--- Record excerpts ---

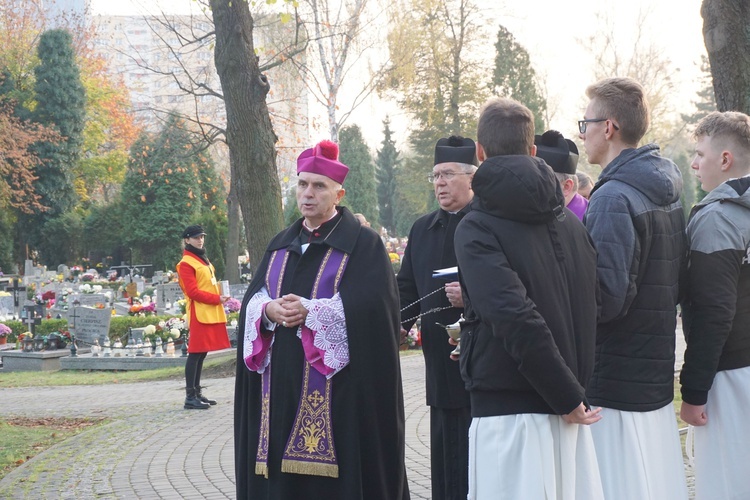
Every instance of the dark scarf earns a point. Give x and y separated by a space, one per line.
199 252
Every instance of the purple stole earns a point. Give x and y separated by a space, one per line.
310 449
578 205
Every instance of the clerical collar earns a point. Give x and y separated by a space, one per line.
320 233
311 229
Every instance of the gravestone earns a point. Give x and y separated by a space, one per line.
238 291
140 284
48 287
89 324
91 299
19 295
167 294
158 278
64 270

---

• _Problem to solve_: In full and without change, repeat the material above, minus the pictures.

• _Written response_:
Every instance of the dark scarf earns a point. Give x and y separated by a space, one per line.
199 252
Every instance of the purple stole earns a point. Give x and y separated by a space, one per line.
310 449
578 205
Every instance of the clerical collar earns a point. Give x and y separated by a space, one per line.
320 233
311 229
Every instance of the gravestone earns a point. Give x and y separated by a space, one per line.
238 291
140 284
48 287
89 324
91 299
19 295
167 294
158 278
64 270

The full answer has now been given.